▶ What to work on
Reproduce the material without any changes, from its first line through the line containing "task: trace the outline of every instance of the red", with both lines included.

(Source records)
+---+

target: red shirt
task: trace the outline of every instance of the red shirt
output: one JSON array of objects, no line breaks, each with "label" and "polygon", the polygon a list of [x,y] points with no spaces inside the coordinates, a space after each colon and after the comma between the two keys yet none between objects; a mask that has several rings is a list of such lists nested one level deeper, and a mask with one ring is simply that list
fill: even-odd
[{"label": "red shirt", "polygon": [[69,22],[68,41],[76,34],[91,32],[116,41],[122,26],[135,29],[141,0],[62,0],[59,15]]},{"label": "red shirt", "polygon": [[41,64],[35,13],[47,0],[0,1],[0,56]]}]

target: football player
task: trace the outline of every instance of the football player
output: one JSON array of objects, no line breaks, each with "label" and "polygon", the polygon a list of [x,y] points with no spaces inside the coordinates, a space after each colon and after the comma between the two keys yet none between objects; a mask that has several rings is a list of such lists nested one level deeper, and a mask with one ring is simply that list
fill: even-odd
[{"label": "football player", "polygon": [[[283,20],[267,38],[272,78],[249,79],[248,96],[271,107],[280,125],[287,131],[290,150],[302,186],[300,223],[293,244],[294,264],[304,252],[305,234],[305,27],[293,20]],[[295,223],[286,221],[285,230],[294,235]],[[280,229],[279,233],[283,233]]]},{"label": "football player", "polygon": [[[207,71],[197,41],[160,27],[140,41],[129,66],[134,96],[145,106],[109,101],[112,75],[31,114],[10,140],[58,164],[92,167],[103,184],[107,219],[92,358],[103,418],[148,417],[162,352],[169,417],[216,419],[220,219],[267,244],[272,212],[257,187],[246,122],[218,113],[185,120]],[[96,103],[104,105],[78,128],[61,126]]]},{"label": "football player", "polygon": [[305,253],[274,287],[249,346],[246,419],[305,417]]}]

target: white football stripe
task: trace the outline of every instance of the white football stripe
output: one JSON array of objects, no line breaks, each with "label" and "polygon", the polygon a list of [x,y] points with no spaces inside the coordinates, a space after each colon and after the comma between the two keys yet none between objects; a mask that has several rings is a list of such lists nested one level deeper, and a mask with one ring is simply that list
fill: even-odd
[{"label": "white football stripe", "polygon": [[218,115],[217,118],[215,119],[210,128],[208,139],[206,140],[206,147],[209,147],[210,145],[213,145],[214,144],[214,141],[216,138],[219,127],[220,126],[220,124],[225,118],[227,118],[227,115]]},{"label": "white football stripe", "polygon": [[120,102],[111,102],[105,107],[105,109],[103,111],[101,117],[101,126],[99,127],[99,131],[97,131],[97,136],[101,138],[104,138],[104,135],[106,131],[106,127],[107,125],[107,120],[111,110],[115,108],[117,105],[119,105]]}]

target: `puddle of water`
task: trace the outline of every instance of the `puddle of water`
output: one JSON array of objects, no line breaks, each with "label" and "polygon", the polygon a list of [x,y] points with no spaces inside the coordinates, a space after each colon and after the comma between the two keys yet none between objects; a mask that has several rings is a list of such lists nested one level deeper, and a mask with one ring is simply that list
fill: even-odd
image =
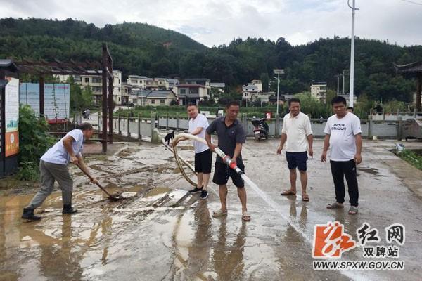
[{"label": "puddle of water", "polygon": [[151,197],[155,195],[159,195],[163,193],[170,192],[171,189],[169,188],[155,188],[150,190],[147,194],[145,195],[146,197]]},{"label": "puddle of water", "polygon": [[371,174],[371,175],[374,175],[374,176],[385,176],[379,174],[379,171],[378,171],[378,169],[375,169],[375,168],[359,167],[357,169],[357,170],[364,171],[366,173]]}]

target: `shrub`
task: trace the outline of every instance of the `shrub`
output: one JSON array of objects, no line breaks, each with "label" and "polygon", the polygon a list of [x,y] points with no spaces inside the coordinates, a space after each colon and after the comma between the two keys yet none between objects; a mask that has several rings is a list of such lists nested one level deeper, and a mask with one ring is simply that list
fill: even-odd
[{"label": "shrub", "polygon": [[38,163],[42,155],[54,143],[49,134],[49,124],[38,118],[29,105],[19,109],[19,172],[21,180],[38,178]]}]

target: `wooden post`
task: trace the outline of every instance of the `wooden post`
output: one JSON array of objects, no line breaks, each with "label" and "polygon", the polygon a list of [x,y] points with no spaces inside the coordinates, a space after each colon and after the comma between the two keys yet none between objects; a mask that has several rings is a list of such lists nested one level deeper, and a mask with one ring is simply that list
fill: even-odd
[{"label": "wooden post", "polygon": [[402,124],[403,122],[402,121],[402,117],[397,117],[397,140],[402,140]]},{"label": "wooden post", "polygon": [[151,113],[151,139],[153,138],[153,133],[154,132],[154,129],[155,129],[155,113]]},{"label": "wooden post", "polygon": [[419,74],[416,84],[416,110],[418,112],[420,112],[422,110],[421,106],[421,95],[422,95],[422,73]]},{"label": "wooden post", "polygon": [[127,114],[127,136],[130,136],[130,115]]},{"label": "wooden post", "polygon": [[280,115],[279,113],[276,113],[276,130],[275,130],[275,136],[278,138],[280,136],[280,130],[279,128],[280,127]]},{"label": "wooden post", "polygon": [[122,134],[122,130],[120,129],[120,114],[117,115],[117,133],[119,135]]},{"label": "wooden post", "polygon": [[[103,59],[101,61],[101,79],[102,79],[102,87],[101,87],[101,110],[103,112],[103,134],[101,135],[103,142],[103,153],[107,152],[107,46],[105,44],[103,44]],[[113,112],[112,112],[113,115]],[[113,115],[112,115],[113,116]],[[111,132],[113,138],[113,118],[111,122],[109,122],[109,135]]]},{"label": "wooden post", "polygon": [[138,113],[138,139],[142,139],[142,135],[141,135],[141,113]]},{"label": "wooden post", "polygon": [[372,138],[372,115],[369,115],[368,118],[368,139]]},{"label": "wooden post", "polygon": [[39,117],[44,117],[44,76],[39,77]]}]

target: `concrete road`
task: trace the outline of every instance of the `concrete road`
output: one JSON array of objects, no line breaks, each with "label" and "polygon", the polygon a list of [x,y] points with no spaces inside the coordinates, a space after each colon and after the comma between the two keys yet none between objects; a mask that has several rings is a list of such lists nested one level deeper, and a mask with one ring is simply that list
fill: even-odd
[{"label": "concrete road", "polygon": [[[271,207],[247,186],[252,216],[248,223],[241,220],[231,182],[229,214],[214,218],[212,211],[219,207],[217,186],[210,185],[206,200],[187,195],[191,187],[170,152],[148,143],[113,145],[120,148],[115,153],[87,158],[110,191],[126,192],[128,198],[120,202],[107,200],[72,167],[74,205],[80,212],[62,215],[57,192],[37,210],[44,217],[40,222],[24,223],[21,208],[36,189],[1,190],[0,280],[421,280],[422,171],[389,151],[393,142],[364,142],[356,216],[347,214],[348,203],[338,211],[326,208],[334,200],[334,188],[329,164],[318,159],[321,140],[314,143],[316,159],[308,162],[310,201],[280,196],[289,188],[289,172],[285,155],[276,155],[277,145],[276,140],[248,139],[244,146],[246,175],[274,203]],[[422,148],[420,142],[404,145]],[[181,148],[181,156],[191,160],[191,147]],[[355,241],[357,229],[367,223],[379,230],[381,241],[366,246],[396,246],[399,251],[397,258],[364,258],[358,245],[329,261],[404,261],[404,269],[314,270],[314,261],[326,260],[312,258],[314,226],[331,221],[343,224]],[[385,228],[392,223],[405,227],[403,245],[386,241]]]}]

+---+

▶ Full solution
target: red shirt
task: trace the outline of every instance of the red shirt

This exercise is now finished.